#### Data listing
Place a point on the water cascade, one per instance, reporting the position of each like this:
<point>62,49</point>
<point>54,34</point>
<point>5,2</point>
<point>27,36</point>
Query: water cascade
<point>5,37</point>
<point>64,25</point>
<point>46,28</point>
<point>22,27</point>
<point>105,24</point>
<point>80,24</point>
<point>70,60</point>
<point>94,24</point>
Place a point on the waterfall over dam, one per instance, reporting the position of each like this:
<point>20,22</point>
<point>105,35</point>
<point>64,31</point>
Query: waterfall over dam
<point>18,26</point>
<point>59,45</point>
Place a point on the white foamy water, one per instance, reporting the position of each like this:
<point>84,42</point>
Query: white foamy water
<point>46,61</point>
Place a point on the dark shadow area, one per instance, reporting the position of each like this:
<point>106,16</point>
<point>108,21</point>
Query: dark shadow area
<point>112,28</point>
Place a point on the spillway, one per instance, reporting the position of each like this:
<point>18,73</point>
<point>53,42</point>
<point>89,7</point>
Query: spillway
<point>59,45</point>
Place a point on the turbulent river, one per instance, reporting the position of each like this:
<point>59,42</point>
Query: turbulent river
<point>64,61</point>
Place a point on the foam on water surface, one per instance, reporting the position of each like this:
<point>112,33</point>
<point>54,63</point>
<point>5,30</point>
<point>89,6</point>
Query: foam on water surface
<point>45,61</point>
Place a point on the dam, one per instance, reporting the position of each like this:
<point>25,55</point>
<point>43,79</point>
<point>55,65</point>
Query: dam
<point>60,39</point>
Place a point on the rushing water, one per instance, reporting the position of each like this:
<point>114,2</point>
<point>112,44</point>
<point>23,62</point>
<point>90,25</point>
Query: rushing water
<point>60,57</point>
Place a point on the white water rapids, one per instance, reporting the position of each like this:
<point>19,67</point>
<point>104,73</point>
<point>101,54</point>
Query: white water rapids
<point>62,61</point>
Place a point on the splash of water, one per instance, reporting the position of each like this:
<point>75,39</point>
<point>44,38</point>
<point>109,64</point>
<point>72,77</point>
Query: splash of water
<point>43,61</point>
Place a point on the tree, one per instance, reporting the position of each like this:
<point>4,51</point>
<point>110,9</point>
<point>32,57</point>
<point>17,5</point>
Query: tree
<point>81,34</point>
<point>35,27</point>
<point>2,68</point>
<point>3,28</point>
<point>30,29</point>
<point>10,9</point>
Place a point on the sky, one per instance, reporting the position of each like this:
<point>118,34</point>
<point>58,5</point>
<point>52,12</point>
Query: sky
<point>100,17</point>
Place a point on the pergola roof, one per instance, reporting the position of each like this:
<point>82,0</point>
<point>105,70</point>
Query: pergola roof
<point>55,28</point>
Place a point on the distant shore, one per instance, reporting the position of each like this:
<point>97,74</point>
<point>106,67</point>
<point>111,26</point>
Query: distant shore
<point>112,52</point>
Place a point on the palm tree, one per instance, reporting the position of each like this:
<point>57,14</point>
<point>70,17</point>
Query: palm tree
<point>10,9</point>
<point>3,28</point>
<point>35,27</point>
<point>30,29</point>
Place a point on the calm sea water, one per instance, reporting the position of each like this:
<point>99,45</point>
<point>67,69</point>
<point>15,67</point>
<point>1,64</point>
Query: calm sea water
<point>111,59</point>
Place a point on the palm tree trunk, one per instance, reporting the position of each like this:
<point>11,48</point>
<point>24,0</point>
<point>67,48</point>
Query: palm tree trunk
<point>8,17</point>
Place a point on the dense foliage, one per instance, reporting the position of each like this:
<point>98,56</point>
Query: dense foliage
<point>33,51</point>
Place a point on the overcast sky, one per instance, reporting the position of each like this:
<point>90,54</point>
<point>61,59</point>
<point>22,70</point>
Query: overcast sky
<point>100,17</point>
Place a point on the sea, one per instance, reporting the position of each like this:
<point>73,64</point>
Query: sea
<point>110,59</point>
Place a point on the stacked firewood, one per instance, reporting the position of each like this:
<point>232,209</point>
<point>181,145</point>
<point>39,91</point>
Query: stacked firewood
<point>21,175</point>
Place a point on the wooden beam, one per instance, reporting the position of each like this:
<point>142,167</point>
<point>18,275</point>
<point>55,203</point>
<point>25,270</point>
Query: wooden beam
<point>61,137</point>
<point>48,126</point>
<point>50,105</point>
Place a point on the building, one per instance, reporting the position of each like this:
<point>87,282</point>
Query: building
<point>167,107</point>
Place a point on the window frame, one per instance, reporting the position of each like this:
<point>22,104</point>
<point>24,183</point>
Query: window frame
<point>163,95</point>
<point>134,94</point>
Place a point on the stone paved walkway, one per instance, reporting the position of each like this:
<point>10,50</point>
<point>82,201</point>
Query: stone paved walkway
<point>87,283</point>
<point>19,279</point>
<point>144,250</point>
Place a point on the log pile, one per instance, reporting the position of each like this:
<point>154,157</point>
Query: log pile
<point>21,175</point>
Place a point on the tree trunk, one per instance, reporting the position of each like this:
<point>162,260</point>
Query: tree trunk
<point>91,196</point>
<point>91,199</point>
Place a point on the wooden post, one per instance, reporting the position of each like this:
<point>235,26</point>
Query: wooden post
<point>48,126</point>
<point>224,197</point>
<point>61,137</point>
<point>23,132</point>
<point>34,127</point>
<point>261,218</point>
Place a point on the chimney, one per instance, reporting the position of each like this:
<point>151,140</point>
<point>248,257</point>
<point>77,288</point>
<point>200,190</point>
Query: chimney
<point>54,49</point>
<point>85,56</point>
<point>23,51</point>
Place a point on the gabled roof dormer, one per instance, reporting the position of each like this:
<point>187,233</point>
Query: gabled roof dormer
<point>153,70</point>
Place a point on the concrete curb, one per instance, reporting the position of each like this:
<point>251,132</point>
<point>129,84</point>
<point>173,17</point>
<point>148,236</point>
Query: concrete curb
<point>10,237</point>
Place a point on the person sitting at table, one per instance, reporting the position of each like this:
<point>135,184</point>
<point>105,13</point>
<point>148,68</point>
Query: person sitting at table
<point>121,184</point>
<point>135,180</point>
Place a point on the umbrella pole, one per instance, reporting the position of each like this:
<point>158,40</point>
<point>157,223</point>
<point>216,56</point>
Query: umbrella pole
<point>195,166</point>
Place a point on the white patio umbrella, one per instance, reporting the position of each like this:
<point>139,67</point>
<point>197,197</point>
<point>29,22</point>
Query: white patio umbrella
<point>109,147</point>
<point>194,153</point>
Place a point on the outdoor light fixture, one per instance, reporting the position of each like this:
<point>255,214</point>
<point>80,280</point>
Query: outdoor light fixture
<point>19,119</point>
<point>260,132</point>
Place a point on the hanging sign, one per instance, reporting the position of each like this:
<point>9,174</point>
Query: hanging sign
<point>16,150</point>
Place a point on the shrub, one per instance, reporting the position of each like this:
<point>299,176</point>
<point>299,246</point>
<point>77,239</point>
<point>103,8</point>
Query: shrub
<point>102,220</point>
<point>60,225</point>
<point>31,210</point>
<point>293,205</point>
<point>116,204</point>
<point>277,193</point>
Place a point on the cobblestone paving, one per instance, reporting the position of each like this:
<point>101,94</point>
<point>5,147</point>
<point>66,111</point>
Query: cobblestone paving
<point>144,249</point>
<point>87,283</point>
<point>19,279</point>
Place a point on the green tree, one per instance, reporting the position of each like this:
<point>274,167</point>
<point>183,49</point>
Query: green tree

#### Aim
Retype the data word for word, starting at the line that contains "Place a point on the shrub, one" and continuing through the last line of the data.

#### Answer
Place a point on the shrub, one per instance, reporting the position of each like this:
<point>299,176</point>
<point>299,246</point>
<point>77,239</point>
<point>103,8</point>
Query: shrub
<point>102,220</point>
<point>60,225</point>
<point>31,210</point>
<point>293,205</point>
<point>116,204</point>
<point>277,193</point>
Place a point on the cobblestone paving, one per instance, reporting the position of each like this:
<point>101,94</point>
<point>5,147</point>
<point>66,111</point>
Query: cobblestone paving
<point>144,249</point>
<point>87,283</point>
<point>19,279</point>
Place a point on the green tree, one per instance, reporting the position of each like this:
<point>274,167</point>
<point>183,49</point>
Query: green tree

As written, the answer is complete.